(Stored data)
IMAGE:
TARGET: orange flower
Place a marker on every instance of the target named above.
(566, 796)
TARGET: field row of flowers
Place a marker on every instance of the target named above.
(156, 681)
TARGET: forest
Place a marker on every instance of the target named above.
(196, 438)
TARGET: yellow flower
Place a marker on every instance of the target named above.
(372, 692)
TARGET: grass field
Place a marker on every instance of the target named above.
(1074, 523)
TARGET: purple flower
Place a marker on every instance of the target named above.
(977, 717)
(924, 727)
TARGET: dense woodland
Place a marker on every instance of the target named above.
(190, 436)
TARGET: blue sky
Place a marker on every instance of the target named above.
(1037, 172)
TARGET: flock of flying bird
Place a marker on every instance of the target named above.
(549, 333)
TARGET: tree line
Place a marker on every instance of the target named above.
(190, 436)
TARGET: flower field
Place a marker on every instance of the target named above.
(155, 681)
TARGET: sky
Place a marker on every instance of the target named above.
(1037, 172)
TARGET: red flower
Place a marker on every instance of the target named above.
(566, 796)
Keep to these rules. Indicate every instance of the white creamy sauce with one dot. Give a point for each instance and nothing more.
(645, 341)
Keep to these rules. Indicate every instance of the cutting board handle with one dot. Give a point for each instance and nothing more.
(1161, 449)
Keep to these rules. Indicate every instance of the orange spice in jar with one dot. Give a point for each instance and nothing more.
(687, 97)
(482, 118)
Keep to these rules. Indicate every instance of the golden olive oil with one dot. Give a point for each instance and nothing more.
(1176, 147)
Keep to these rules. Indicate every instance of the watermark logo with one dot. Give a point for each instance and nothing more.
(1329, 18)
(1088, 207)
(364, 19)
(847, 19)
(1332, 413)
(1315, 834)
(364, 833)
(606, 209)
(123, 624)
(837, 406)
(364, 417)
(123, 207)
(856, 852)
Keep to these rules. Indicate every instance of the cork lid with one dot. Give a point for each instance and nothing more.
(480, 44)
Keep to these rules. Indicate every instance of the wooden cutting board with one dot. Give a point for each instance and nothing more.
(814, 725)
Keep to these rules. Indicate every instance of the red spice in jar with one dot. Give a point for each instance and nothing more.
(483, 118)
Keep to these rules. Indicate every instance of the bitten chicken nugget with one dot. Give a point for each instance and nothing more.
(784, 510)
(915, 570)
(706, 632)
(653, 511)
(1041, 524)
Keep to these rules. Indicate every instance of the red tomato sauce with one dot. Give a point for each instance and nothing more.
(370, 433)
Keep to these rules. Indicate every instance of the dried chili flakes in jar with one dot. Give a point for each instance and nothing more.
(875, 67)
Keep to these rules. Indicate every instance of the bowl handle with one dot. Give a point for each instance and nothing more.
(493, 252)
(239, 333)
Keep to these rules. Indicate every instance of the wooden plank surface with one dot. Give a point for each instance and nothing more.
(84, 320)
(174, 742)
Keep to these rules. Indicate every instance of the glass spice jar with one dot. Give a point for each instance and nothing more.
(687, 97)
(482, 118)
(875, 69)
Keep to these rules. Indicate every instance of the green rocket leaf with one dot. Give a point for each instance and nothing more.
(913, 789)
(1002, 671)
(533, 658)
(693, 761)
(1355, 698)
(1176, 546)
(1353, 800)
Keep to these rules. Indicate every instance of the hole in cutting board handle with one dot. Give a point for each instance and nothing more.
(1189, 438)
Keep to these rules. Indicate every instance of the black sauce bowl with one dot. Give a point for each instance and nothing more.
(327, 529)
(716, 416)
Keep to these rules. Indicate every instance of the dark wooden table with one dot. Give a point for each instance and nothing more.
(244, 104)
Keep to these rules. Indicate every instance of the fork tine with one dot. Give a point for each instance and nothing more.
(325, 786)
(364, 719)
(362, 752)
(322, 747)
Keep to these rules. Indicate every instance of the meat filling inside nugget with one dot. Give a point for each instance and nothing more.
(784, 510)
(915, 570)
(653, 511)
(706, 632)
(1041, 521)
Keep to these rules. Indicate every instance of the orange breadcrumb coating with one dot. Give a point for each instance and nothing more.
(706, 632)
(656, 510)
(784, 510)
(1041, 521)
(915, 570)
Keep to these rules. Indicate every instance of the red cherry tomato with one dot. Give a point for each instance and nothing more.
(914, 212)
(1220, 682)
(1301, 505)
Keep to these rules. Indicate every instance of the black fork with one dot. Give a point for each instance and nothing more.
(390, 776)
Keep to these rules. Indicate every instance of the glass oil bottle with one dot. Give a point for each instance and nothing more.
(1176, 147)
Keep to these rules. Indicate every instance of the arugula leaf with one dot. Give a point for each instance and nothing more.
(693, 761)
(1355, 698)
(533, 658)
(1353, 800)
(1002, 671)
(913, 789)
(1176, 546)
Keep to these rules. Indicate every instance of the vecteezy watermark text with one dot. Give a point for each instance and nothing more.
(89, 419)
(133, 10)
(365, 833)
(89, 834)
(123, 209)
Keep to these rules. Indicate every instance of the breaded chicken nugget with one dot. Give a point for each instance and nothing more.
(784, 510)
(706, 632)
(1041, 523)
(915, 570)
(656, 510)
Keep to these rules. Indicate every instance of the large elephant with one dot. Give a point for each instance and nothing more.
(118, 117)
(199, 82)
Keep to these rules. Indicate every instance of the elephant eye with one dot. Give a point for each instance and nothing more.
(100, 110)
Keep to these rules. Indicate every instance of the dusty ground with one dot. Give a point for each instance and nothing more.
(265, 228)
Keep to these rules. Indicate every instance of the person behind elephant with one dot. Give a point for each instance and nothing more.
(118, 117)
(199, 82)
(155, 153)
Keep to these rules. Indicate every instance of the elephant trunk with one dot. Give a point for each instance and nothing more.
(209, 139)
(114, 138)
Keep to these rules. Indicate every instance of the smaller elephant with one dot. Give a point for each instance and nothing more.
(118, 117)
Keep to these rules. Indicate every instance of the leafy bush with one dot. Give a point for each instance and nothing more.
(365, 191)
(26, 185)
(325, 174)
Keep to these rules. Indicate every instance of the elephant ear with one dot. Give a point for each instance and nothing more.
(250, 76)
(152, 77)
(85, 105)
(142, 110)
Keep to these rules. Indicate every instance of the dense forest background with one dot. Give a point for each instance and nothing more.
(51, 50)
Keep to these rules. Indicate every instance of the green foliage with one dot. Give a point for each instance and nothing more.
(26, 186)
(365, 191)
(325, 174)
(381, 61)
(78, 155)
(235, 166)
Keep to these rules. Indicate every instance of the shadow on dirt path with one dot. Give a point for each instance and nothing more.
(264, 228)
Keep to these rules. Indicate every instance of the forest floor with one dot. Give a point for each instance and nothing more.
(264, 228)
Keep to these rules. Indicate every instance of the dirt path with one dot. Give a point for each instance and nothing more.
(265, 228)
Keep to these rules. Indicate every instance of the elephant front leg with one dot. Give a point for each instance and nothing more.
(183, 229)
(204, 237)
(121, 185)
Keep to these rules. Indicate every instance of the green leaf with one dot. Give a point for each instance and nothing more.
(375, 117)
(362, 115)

# What you need to do
In the records above, find each line with the string "field" and list it.

# Exercise output
TARGET: field row of flowers
TARGET: grass field
TARGET: flower field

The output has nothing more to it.